Collected data entries:
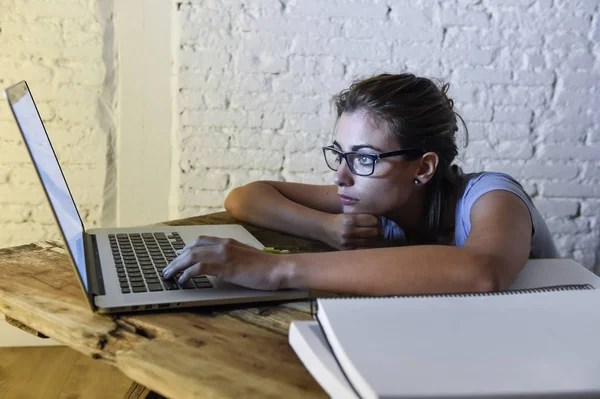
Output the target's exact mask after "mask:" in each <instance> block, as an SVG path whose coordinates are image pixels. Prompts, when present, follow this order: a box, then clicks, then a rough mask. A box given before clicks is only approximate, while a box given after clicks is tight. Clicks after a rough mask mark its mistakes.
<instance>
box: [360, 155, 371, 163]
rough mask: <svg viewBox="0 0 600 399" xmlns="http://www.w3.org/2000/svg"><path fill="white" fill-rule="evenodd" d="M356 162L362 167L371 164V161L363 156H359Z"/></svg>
mask: <svg viewBox="0 0 600 399" xmlns="http://www.w3.org/2000/svg"><path fill="white" fill-rule="evenodd" d="M358 162H359V163H361V164H362V165H370V164H372V163H373V160H372V159H371V158H369V157H365V156H362V157H361V156H359V157H358Z"/></svg>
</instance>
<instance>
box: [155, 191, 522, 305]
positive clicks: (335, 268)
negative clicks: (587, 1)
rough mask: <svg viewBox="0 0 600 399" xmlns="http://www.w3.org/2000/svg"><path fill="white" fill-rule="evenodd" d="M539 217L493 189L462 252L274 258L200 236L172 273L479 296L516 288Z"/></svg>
mask: <svg viewBox="0 0 600 399" xmlns="http://www.w3.org/2000/svg"><path fill="white" fill-rule="evenodd" d="M531 228H532V224H531V218H530V215H529V211H528V209H527V207H526V205H525V204H524V203H523V202H522V201H521V200H520V199H519V198H518V197H517V196H516V195H514V194H511V193H509V192H505V191H492V192H489V193H487V194H485V195H483V196H482V197H481V198H480V199H478V200H477V202H476V203H475V204H474V205H473V208H472V209H471V232H470V234H469V238H468V240H467V242H466V243H465V245H464V246H463V247H462V248H456V247H451V246H443V245H422V246H412V247H396V248H378V249H363V250H355V251H341V252H328V253H314V254H292V255H273V254H268V253H265V252H262V251H259V250H257V249H255V248H253V247H250V246H247V245H244V244H241V243H239V242H237V241H235V240H226V239H222V238H214V237H199V238H198V239H197V240H196V242H194V243H191V244H189V245H188V246H187V247H186V248H185V249H184V251H183V253H182V254H181V255H180V256H179V257H178V258H177V259H175V260H174V261H173V262H172V263H171V265H170V266H169V267H168V268H167V269H165V271H164V273H165V277H167V278H170V277H172V276H174V275H176V274H177V273H178V272H184V273H183V276H182V277H181V279H182V281H185V280H187V279H189V278H190V277H192V276H195V275H198V274H208V275H212V276H217V277H220V278H222V279H224V280H226V281H229V282H232V283H234V284H238V285H242V286H246V287H250V288H256V289H265V290H274V289H280V288H300V289H315V290H322V291H331V292H343V293H353V294H363V295H393V294H399V295H404V294H415V293H419V294H421V293H444V292H477V291H492V290H502V289H506V288H508V286H509V285H510V283H511V282H512V281H513V279H514V278H515V277H516V275H517V274H518V273H519V271H520V270H521V269H522V268H523V266H524V265H525V263H526V262H527V258H528V255H529V249H530V246H531V231H532V230H531Z"/></svg>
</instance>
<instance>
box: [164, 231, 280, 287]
mask: <svg viewBox="0 0 600 399" xmlns="http://www.w3.org/2000/svg"><path fill="white" fill-rule="evenodd" d="M282 257H283V256H282V255H274V254H269V253H265V252H263V251H260V250H258V249H256V248H254V247H251V246H249V245H246V244H242V243H241V242H239V241H236V240H233V239H225V238H216V237H205V236H201V237H198V238H197V239H196V240H195V241H194V242H192V243H191V244H188V245H187V246H185V248H183V249H182V250H181V251H179V256H178V257H177V258H175V259H174V260H173V261H172V262H171V263H170V264H169V266H168V267H167V268H166V269H165V270H164V271H163V276H164V277H165V278H172V277H175V276H176V275H177V274H178V273H180V272H183V274H182V275H181V277H180V278H179V280H178V281H179V282H180V283H183V282H185V281H187V280H189V279H190V278H191V277H194V276H197V275H202V274H207V275H210V276H215V277H218V278H221V279H223V280H225V281H228V282H230V283H234V284H237V285H241V286H244V287H248V288H254V289H259V290H277V289H280V288H284V285H285V282H286V273H285V271H284V270H285V264H284V262H281V258H282Z"/></svg>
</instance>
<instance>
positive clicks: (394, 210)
mask: <svg viewBox="0 0 600 399" xmlns="http://www.w3.org/2000/svg"><path fill="white" fill-rule="evenodd" d="M425 198H426V195H425V190H419V192H417V193H415V195H412V196H411V197H410V198H409V199H408V201H406V202H405V203H404V204H403V205H402V207H401V208H399V209H396V210H394V211H393V212H391V213H389V214H388V215H386V217H387V218H388V219H390V220H392V221H394V222H395V223H396V224H397V225H398V226H400V227H401V228H402V230H403V231H404V234H405V236H406V239H407V240H408V242H409V243H410V244H422V243H424V242H426V241H427V235H428V234H427V233H428V230H429V228H428V227H429V226H428V221H427V220H426V213H427V212H426V210H427V207H426V204H425Z"/></svg>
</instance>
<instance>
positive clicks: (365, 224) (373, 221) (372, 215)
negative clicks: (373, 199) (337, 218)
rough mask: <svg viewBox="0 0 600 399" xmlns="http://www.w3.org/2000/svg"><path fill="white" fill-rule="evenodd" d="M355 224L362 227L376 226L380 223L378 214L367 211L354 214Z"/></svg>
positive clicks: (353, 216)
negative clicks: (373, 214) (360, 212)
mask: <svg viewBox="0 0 600 399" xmlns="http://www.w3.org/2000/svg"><path fill="white" fill-rule="evenodd" d="M353 220H354V225H355V226H360V227H376V226H377V225H378V224H379V218H378V217H377V216H373V215H369V214H366V213H362V214H357V215H353Z"/></svg>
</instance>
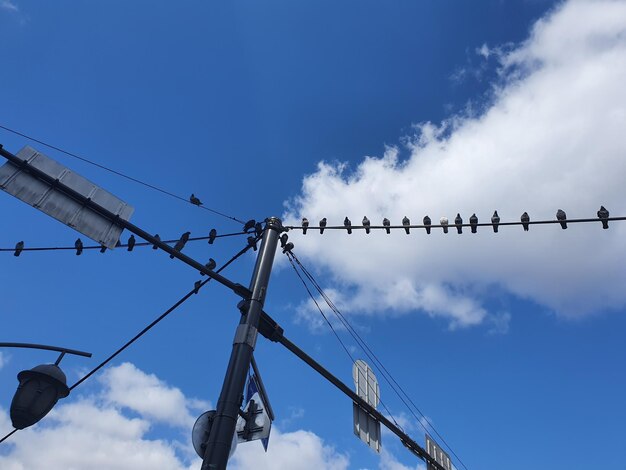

# Directive
Change every "rough mask" in the material above to "coarse mask" and write all of it out again with nothing else altered. Leave the pictures out of your version.

# Answer below
Output the target's exact mask after "mask:" in each <instance> block, as an SVG path whose coordinates are image pixels. Prompts, when present, follow this order: a box, then clicks, then a coarse mask. A box given before clicks is only approximate, while a box given after clicks is tight. Clicks after a coarse mask mark its mistakes.
<instance>
box: [360, 155, 371, 163]
coarse mask: <svg viewBox="0 0 600 399" xmlns="http://www.w3.org/2000/svg"><path fill="white" fill-rule="evenodd" d="M356 162L362 167L371 164V161L363 156H359Z"/></svg>
mask: <svg viewBox="0 0 600 399" xmlns="http://www.w3.org/2000/svg"><path fill="white" fill-rule="evenodd" d="M358 162H359V163H361V164H362V165H370V164H372V163H373V160H372V159H371V158H369V157H365V156H362V157H361V156H359V157H358Z"/></svg>
</instance>
<instance>
box: [155, 191, 522, 305]
positive clicks: (335, 268)
negative clicks: (587, 1)
coarse mask: <svg viewBox="0 0 600 399" xmlns="http://www.w3.org/2000/svg"><path fill="white" fill-rule="evenodd" d="M539 217L493 189L462 252L274 258L200 236L172 273L479 296L516 288Z"/></svg>
mask: <svg viewBox="0 0 600 399" xmlns="http://www.w3.org/2000/svg"><path fill="white" fill-rule="evenodd" d="M531 228H532V224H531V218H530V215H529V211H528V209H527V207H526V205H525V204H524V203H523V202H522V201H521V200H520V199H519V198H518V197H517V196H516V195H514V194H511V193H509V192H505V191H492V192H489V193H487V194H485V195H483V196H482V197H481V198H480V199H478V200H477V202H476V203H475V204H474V205H473V208H472V209H471V232H470V234H469V238H468V240H467V242H466V243H465V245H464V246H463V247H462V248H456V247H451V246H443V245H422V246H412V247H396V248H378V249H363V250H355V251H341V252H328V253H314V254H292V255H273V254H268V253H265V252H262V251H259V250H257V249H255V248H253V247H250V246H247V245H244V244H241V243H239V242H237V241H235V240H226V239H222V238H214V237H199V238H198V239H197V240H196V242H194V243H191V244H189V245H188V246H187V247H186V248H185V249H184V251H183V253H182V254H181V255H180V256H179V257H178V258H177V259H175V260H174V261H173V262H172V263H171V265H170V266H169V267H168V268H167V269H165V271H164V273H165V277H167V278H170V277H172V276H174V275H176V274H177V273H178V272H184V273H183V276H182V277H181V279H182V281H185V280H187V279H189V278H190V277H192V276H195V275H198V274H208V275H212V276H217V277H220V278H222V279H224V280H226V281H229V282H232V283H234V284H238V285H242V286H246V287H250V288H256V289H265V290H274V289H280V288H300V289H315V290H322V291H331V292H343V293H353V294H363V295H393V294H399V295H404V294H415V293H419V294H421V293H444V292H477V291H492V290H502V289H506V288H508V286H509V285H510V283H511V282H512V281H513V279H514V278H515V277H516V275H517V274H518V273H519V271H520V270H521V269H522V268H523V266H524V265H525V263H526V262H527V258H528V255H529V249H530V246H531V231H532V230H531Z"/></svg>
</instance>
<instance>
box: [164, 231, 280, 287]
mask: <svg viewBox="0 0 600 399" xmlns="http://www.w3.org/2000/svg"><path fill="white" fill-rule="evenodd" d="M282 257H283V256H282V255H274V254H269V253H265V252H263V251H260V250H258V249H256V248H254V247H251V246H249V245H246V244H242V243H241V242H239V241H236V240H233V239H225V238H216V237H205V236H201V237H198V238H197V239H196V240H195V241H194V242H192V243H191V244H188V245H187V246H185V248H183V249H182V250H181V251H179V256H178V257H177V258H175V259H174V260H173V261H172V262H171V263H170V264H169V266H168V267H167V268H166V269H165V270H164V271H163V276H164V277H165V278H172V277H175V276H176V275H177V274H178V273H180V272H183V274H182V275H181V277H180V278H179V280H178V281H179V282H180V283H183V282H185V281H187V280H189V279H190V278H191V277H194V276H197V275H202V274H207V275H210V276H215V277H218V278H221V279H223V280H225V281H228V282H230V283H234V284H237V285H241V286H244V287H248V288H254V289H259V290H277V289H280V288H284V285H285V282H286V273H285V271H284V270H285V264H284V262H281V258H282Z"/></svg>
</instance>
<instance>
positive clicks: (394, 210)
mask: <svg viewBox="0 0 600 399" xmlns="http://www.w3.org/2000/svg"><path fill="white" fill-rule="evenodd" d="M425 198H426V195H425V190H419V192H417V193H415V195H412V196H411V197H410V198H409V199H408V201H406V202H405V203H404V204H403V205H402V207H401V208H399V209H396V210H394V211H393V212H391V213H389V214H388V215H386V217H387V218H388V219H390V220H392V221H394V222H395V223H396V224H397V225H398V226H400V227H401V228H402V230H403V231H404V234H405V236H406V239H407V240H408V242H409V243H410V244H422V243H424V242H426V241H427V235H428V234H427V233H428V230H429V228H428V227H429V226H428V221H427V220H426V213H427V212H426V210H427V207H426V204H425Z"/></svg>
</instance>
<instance>
positive clicks: (365, 224) (373, 221) (372, 215)
negative clicks: (373, 199) (337, 218)
coarse mask: <svg viewBox="0 0 600 399" xmlns="http://www.w3.org/2000/svg"><path fill="white" fill-rule="evenodd" d="M355 224L362 227L376 226L380 223L378 214L367 211L354 214Z"/></svg>
positive clicks: (353, 216)
negative clicks: (373, 214) (360, 212)
mask: <svg viewBox="0 0 600 399" xmlns="http://www.w3.org/2000/svg"><path fill="white" fill-rule="evenodd" d="M353 220H354V225H355V226H360V227H376V226H377V225H378V224H379V218H378V217H377V216H373V215H369V214H366V213H362V214H357V215H353Z"/></svg>
</instance>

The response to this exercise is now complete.